* **Records shown**

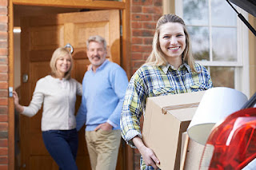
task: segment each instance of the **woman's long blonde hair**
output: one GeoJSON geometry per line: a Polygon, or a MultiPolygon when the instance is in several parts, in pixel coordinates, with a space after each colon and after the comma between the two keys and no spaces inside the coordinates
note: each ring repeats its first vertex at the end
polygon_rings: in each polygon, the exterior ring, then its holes
{"type": "Polygon", "coordinates": [[[149,56],[149,57],[147,58],[147,60],[146,61],[145,65],[164,65],[167,64],[167,61],[164,57],[164,53],[162,53],[160,48],[159,33],[160,33],[161,26],[168,22],[178,22],[183,26],[184,33],[186,36],[186,48],[182,54],[182,59],[183,62],[187,63],[191,68],[192,71],[194,72],[195,71],[194,61],[194,57],[192,56],[192,53],[190,49],[190,35],[186,28],[184,21],[178,16],[173,14],[164,14],[158,19],[156,26],[156,30],[154,34],[153,42],[152,42],[153,50],[150,55],[149,56]]]}
{"type": "Polygon", "coordinates": [[[70,69],[65,73],[64,78],[70,79],[71,77],[71,69],[73,66],[73,58],[71,56],[71,53],[70,50],[64,47],[59,47],[56,49],[51,57],[50,61],[50,67],[51,69],[51,76],[57,77],[58,77],[58,71],[56,68],[56,61],[58,58],[68,54],[71,59],[71,65],[70,69]]]}

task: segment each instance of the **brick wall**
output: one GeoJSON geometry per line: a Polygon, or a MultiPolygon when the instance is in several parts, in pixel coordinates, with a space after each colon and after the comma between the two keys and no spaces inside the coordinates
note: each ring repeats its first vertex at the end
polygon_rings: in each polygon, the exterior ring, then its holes
{"type": "MultiPolygon", "coordinates": [[[[162,0],[130,0],[131,73],[142,65],[152,50],[155,25],[162,15],[162,0]]],[[[134,169],[139,169],[140,153],[134,150],[134,169]]]]}
{"type": "Polygon", "coordinates": [[[0,169],[8,169],[8,0],[0,0],[0,169]]]}
{"type": "Polygon", "coordinates": [[[162,14],[162,2],[131,0],[130,3],[130,73],[133,75],[152,50],[156,22],[162,14]]]}

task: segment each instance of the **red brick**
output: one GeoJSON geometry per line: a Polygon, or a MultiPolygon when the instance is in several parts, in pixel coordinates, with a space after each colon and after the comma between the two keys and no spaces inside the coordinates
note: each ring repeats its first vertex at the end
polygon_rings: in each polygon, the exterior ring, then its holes
{"type": "Polygon", "coordinates": [[[150,14],[133,14],[131,15],[132,20],[134,21],[152,21],[153,18],[150,14]]]}
{"type": "Polygon", "coordinates": [[[8,47],[7,41],[6,40],[0,41],[0,48],[7,48],[7,47],[8,47]]]}
{"type": "Polygon", "coordinates": [[[7,8],[0,6],[0,14],[8,14],[7,8]]]}
{"type": "Polygon", "coordinates": [[[132,38],[131,43],[132,44],[142,44],[143,39],[141,38],[132,38]]]}
{"type": "Polygon", "coordinates": [[[0,114],[0,122],[7,122],[8,116],[6,114],[0,114]]]}
{"type": "Polygon", "coordinates": [[[162,6],[162,0],[155,0],[154,5],[157,6],[162,6]]]}
{"type": "Polygon", "coordinates": [[[7,139],[0,139],[0,148],[7,147],[8,140],[7,139]]]}
{"type": "Polygon", "coordinates": [[[8,64],[7,56],[0,56],[0,65],[8,64]]]}
{"type": "Polygon", "coordinates": [[[0,164],[8,164],[8,156],[0,156],[0,164]]]}
{"type": "Polygon", "coordinates": [[[7,23],[4,24],[4,23],[1,23],[0,24],[0,31],[7,31],[7,23]]]}
{"type": "Polygon", "coordinates": [[[0,65],[0,73],[8,72],[8,67],[6,65],[0,65]]]}
{"type": "Polygon", "coordinates": [[[0,105],[7,105],[8,100],[7,98],[0,98],[0,105]]]}
{"type": "Polygon", "coordinates": [[[7,131],[8,123],[0,122],[0,131],[7,131]]]}
{"type": "Polygon", "coordinates": [[[1,170],[8,170],[8,164],[0,164],[1,170]]]}
{"type": "Polygon", "coordinates": [[[7,97],[8,91],[4,89],[0,89],[0,97],[7,97]]]}
{"type": "Polygon", "coordinates": [[[8,155],[8,148],[0,148],[0,155],[1,156],[8,155]]]}
{"type": "Polygon", "coordinates": [[[142,7],[142,13],[148,13],[148,14],[154,14],[154,6],[143,6],[142,7]]]}
{"type": "MultiPolygon", "coordinates": [[[[1,24],[0,24],[1,27],[1,24]]],[[[0,56],[6,56],[8,55],[7,49],[0,49],[0,56]]]]}
{"type": "Polygon", "coordinates": [[[7,6],[8,1],[7,0],[0,0],[0,6],[7,6]]]}
{"type": "Polygon", "coordinates": [[[7,38],[8,38],[8,33],[0,31],[0,39],[6,40],[7,38]]]}
{"type": "Polygon", "coordinates": [[[131,23],[131,27],[134,28],[134,29],[142,28],[142,22],[133,22],[131,23]]]}
{"type": "Polygon", "coordinates": [[[3,22],[3,23],[8,22],[8,17],[0,15],[0,22],[3,22]]]}
{"type": "Polygon", "coordinates": [[[149,30],[155,30],[155,26],[156,26],[156,22],[145,22],[143,23],[143,28],[144,29],[149,29],[149,30]]]}
{"type": "Polygon", "coordinates": [[[142,31],[140,30],[132,30],[132,36],[142,36],[142,31]]]}
{"type": "Polygon", "coordinates": [[[7,73],[0,73],[0,81],[7,81],[8,74],[7,73]]]}
{"type": "Polygon", "coordinates": [[[132,13],[141,13],[142,11],[142,6],[131,6],[131,12],[132,13]]]}
{"type": "Polygon", "coordinates": [[[8,88],[8,83],[4,81],[0,81],[0,89],[6,89],[8,88]]]}

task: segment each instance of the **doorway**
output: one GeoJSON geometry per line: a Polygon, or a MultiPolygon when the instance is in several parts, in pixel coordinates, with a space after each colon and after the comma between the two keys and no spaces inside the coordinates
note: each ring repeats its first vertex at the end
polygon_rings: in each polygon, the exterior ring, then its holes
{"type": "MultiPolygon", "coordinates": [[[[73,8],[59,8],[59,7],[50,7],[50,6],[22,6],[22,5],[14,5],[14,26],[17,30],[14,33],[14,88],[18,92],[20,90],[20,85],[22,84],[22,78],[21,77],[22,75],[18,72],[20,69],[20,63],[21,56],[19,55],[19,51],[21,50],[21,44],[20,42],[20,26],[21,26],[21,18],[26,18],[26,17],[35,17],[35,16],[42,16],[45,14],[64,14],[64,13],[74,13],[74,12],[83,12],[83,11],[89,11],[92,10],[85,10],[85,9],[73,9],[73,8]]],[[[23,45],[24,46],[24,45],[23,45]]],[[[37,68],[37,67],[35,67],[37,68]]],[[[83,73],[82,73],[83,75],[83,73]]],[[[19,124],[19,116],[15,114],[15,169],[27,169],[26,164],[22,163],[21,160],[21,151],[20,151],[20,140],[19,140],[19,131],[20,131],[20,124],[19,124]]],[[[125,160],[126,153],[125,153],[125,144],[122,144],[123,147],[123,152],[122,153],[122,158],[125,160]]],[[[54,165],[53,165],[54,167],[54,165]]],[[[122,168],[120,169],[126,169],[125,163],[122,165],[122,168]]]]}

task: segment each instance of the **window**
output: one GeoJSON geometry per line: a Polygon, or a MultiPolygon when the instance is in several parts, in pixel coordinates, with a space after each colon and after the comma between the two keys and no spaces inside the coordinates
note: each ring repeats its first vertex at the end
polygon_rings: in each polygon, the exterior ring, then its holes
{"type": "Polygon", "coordinates": [[[176,0],[175,11],[187,26],[194,57],[207,67],[214,86],[249,96],[248,29],[231,6],[223,0],[176,0]]]}

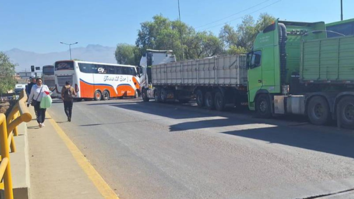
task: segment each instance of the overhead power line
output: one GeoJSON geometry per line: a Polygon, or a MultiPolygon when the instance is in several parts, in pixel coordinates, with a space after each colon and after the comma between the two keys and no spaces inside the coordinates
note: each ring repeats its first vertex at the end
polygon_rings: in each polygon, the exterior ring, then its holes
{"type": "Polygon", "coordinates": [[[228,23],[230,23],[230,22],[231,22],[234,21],[235,20],[236,20],[237,19],[239,19],[242,18],[242,17],[245,17],[245,16],[246,16],[247,15],[251,15],[251,14],[253,14],[253,13],[254,13],[255,12],[258,12],[258,11],[259,11],[260,10],[263,10],[263,9],[264,9],[265,8],[268,7],[269,7],[269,6],[271,6],[273,5],[274,4],[275,4],[278,3],[278,2],[279,2],[279,1],[281,1],[282,0],[279,0],[278,1],[275,1],[275,2],[274,2],[274,3],[271,4],[269,4],[269,5],[267,5],[267,6],[264,6],[264,7],[262,7],[262,8],[259,8],[259,9],[258,9],[258,10],[256,10],[255,11],[253,11],[253,12],[250,12],[250,13],[249,13],[248,14],[246,14],[246,15],[244,15],[241,16],[241,17],[238,17],[238,18],[236,18],[235,19],[233,19],[232,20],[230,20],[229,21],[227,21],[226,22],[223,23],[220,23],[220,24],[218,24],[217,25],[213,25],[213,26],[211,26],[211,27],[209,27],[208,28],[204,28],[204,29],[203,29],[203,30],[202,30],[202,31],[204,31],[204,30],[207,30],[208,29],[210,29],[210,28],[214,28],[215,27],[216,27],[217,26],[219,26],[219,25],[224,25],[224,24],[227,24],[228,23]]]}
{"type": "Polygon", "coordinates": [[[224,19],[227,19],[227,18],[228,18],[229,17],[232,17],[233,16],[234,16],[235,15],[238,15],[239,14],[240,14],[241,12],[245,12],[245,11],[247,11],[247,10],[249,10],[251,9],[252,9],[252,8],[254,8],[255,7],[257,7],[257,6],[259,6],[259,5],[262,5],[262,4],[265,3],[266,2],[267,2],[267,1],[269,1],[270,0],[266,0],[266,1],[263,1],[262,2],[261,2],[261,3],[259,3],[259,4],[257,4],[256,5],[255,5],[254,6],[253,6],[252,7],[249,7],[249,8],[247,8],[245,9],[245,10],[242,10],[241,11],[240,11],[238,12],[236,12],[236,13],[234,13],[234,14],[233,14],[232,15],[229,15],[229,16],[228,16],[227,17],[224,17],[223,18],[220,19],[218,19],[218,20],[217,20],[216,21],[214,21],[213,22],[211,22],[210,23],[207,23],[206,24],[204,24],[204,25],[201,25],[200,26],[198,26],[198,27],[196,27],[195,28],[200,28],[201,27],[203,27],[204,26],[205,26],[206,25],[208,25],[211,24],[212,23],[214,23],[217,22],[219,22],[223,20],[224,20],[224,19]]]}

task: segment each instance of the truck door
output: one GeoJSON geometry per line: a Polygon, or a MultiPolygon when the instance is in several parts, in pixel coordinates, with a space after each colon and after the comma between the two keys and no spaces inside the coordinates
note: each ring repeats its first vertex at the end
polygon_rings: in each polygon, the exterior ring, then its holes
{"type": "Polygon", "coordinates": [[[254,51],[249,54],[249,65],[248,70],[249,101],[254,101],[257,91],[263,85],[262,80],[262,51],[261,50],[254,51]]]}

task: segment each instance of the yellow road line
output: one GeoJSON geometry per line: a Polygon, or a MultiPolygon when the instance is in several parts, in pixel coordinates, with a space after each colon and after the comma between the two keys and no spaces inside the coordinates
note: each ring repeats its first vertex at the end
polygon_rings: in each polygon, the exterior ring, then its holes
{"type": "Polygon", "coordinates": [[[86,173],[88,178],[92,181],[98,191],[105,198],[109,199],[119,199],[119,198],[104,181],[97,171],[90,163],[88,160],[84,156],[80,150],[73,142],[68,136],[65,134],[61,128],[53,119],[53,118],[47,112],[47,115],[51,118],[48,120],[54,127],[58,135],[64,141],[67,147],[71,152],[74,158],[81,168],[86,173]]]}

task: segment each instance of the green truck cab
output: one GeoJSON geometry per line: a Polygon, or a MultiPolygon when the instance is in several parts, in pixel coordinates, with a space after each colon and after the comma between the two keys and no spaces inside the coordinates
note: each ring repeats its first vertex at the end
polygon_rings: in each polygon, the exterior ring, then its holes
{"type": "Polygon", "coordinates": [[[324,22],[276,20],[247,55],[250,109],[263,118],[303,114],[315,124],[332,119],[354,128],[351,55],[354,37],[327,38],[324,22]]]}

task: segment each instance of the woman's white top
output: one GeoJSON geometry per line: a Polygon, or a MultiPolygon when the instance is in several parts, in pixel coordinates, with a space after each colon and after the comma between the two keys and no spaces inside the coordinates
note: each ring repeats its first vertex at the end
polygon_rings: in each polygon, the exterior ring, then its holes
{"type": "Polygon", "coordinates": [[[29,104],[31,103],[32,99],[35,100],[36,100],[38,102],[40,102],[42,100],[43,93],[46,91],[50,91],[49,88],[46,85],[42,84],[42,86],[40,86],[36,84],[33,85],[32,87],[32,89],[31,89],[31,93],[29,94],[29,96],[28,97],[27,103],[29,104]],[[43,87],[42,89],[42,87],[43,87]],[[41,91],[41,89],[42,89],[41,91]],[[40,93],[39,93],[40,91],[40,93]],[[38,99],[37,98],[37,97],[38,97],[38,99]]]}

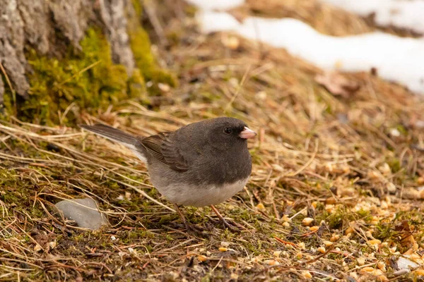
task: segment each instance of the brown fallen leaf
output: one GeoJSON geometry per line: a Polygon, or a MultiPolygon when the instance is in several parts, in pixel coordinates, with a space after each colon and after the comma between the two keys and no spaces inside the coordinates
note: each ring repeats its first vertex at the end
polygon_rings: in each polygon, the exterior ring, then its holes
{"type": "Polygon", "coordinates": [[[315,81],[324,86],[334,95],[348,98],[359,90],[360,85],[355,81],[350,80],[333,71],[326,71],[315,76],[315,81]]]}

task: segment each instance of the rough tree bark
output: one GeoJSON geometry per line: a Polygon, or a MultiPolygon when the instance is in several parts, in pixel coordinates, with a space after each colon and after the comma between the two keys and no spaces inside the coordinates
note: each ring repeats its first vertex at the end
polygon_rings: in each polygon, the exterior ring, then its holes
{"type": "MultiPolygon", "coordinates": [[[[139,0],[134,0],[139,1],[139,0]]],[[[128,24],[139,20],[131,0],[0,0],[0,62],[16,94],[28,97],[26,75],[31,68],[25,51],[60,58],[71,44],[79,42],[90,26],[100,27],[110,43],[114,63],[131,75],[134,58],[128,24]]],[[[136,4],[139,4],[136,3],[136,4]]],[[[1,72],[4,79],[4,74],[1,72]]],[[[0,77],[0,104],[8,87],[0,77]]]]}

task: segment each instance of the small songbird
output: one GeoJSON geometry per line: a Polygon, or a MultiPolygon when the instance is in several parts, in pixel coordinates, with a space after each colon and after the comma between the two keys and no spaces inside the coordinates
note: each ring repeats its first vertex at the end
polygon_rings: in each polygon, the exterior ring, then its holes
{"type": "Polygon", "coordinates": [[[101,124],[80,126],[122,144],[143,161],[151,183],[174,204],[187,229],[201,228],[186,219],[178,204],[211,206],[222,223],[234,230],[213,205],[242,190],[252,173],[247,139],[257,133],[242,121],[212,118],[148,137],[101,124]]]}

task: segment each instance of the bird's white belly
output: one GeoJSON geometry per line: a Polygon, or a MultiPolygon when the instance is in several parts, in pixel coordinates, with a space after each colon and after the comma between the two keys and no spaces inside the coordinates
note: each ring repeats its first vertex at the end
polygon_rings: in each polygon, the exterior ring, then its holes
{"type": "Polygon", "coordinates": [[[242,190],[249,178],[234,183],[208,187],[172,185],[158,189],[169,201],[184,206],[204,207],[220,204],[242,190]]]}

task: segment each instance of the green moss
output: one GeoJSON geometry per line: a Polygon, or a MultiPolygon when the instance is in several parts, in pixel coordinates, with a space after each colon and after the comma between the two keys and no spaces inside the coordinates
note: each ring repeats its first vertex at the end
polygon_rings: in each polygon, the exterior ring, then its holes
{"type": "Polygon", "coordinates": [[[157,66],[151,51],[151,42],[146,30],[139,26],[132,28],[129,33],[136,65],[145,80],[175,87],[176,80],[172,75],[157,66]]]}
{"type": "MultiPolygon", "coordinates": [[[[141,6],[133,1],[137,15],[141,6]]],[[[110,44],[102,32],[91,28],[80,42],[81,50],[71,47],[61,59],[37,54],[30,50],[26,54],[33,72],[28,74],[30,89],[29,99],[18,105],[14,112],[14,102],[9,93],[4,97],[4,106],[8,115],[18,114],[23,119],[35,123],[73,123],[78,111],[95,113],[111,104],[136,98],[143,104],[150,104],[146,91],[146,81],[154,82],[150,90],[158,92],[157,83],[175,87],[175,80],[156,65],[151,54],[151,43],[146,31],[134,19],[130,30],[134,30],[131,47],[139,68],[129,77],[125,67],[112,62],[110,44]],[[71,109],[70,105],[77,106],[71,109]],[[66,113],[64,115],[64,113],[66,113]]]]}
{"type": "Polygon", "coordinates": [[[74,102],[81,109],[93,111],[129,98],[125,68],[112,61],[110,48],[104,35],[90,29],[81,41],[82,51],[58,60],[28,54],[33,73],[28,75],[30,98],[20,107],[20,114],[48,123],[72,121],[72,111],[61,116],[74,102]]]}

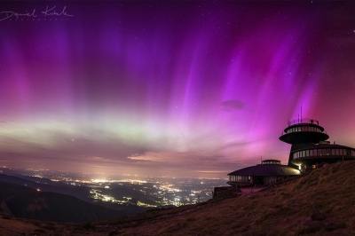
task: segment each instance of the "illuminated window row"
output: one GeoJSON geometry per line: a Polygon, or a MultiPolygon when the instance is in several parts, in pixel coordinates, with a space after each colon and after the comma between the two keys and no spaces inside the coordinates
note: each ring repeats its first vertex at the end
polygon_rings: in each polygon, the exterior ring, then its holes
{"type": "Polygon", "coordinates": [[[288,130],[288,133],[301,132],[301,131],[311,131],[311,132],[321,133],[321,130],[320,128],[312,127],[312,126],[299,126],[299,127],[291,128],[288,130]]]}
{"type": "Polygon", "coordinates": [[[250,176],[229,176],[229,180],[233,182],[250,182],[250,176]]]}
{"type": "Polygon", "coordinates": [[[311,149],[294,153],[294,159],[307,156],[321,156],[321,155],[347,155],[355,156],[355,151],[351,149],[341,148],[323,148],[323,149],[311,149]]]}

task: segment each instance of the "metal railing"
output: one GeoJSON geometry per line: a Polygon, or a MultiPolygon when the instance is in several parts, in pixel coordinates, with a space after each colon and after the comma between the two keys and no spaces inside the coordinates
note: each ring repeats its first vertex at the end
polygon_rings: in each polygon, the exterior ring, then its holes
{"type": "Polygon", "coordinates": [[[310,119],[310,118],[302,118],[302,119],[296,119],[293,121],[288,121],[288,126],[294,125],[294,124],[298,124],[298,123],[314,123],[319,125],[320,122],[314,119],[310,119]]]}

* **What is being asked**
Can you extract every line of the records above that contains the string "brick", treating uppercase and lowercase letters as different?

* **Worked answer**
task: segment each instance of the **brick wall**
task: segment each instance of the **red brick**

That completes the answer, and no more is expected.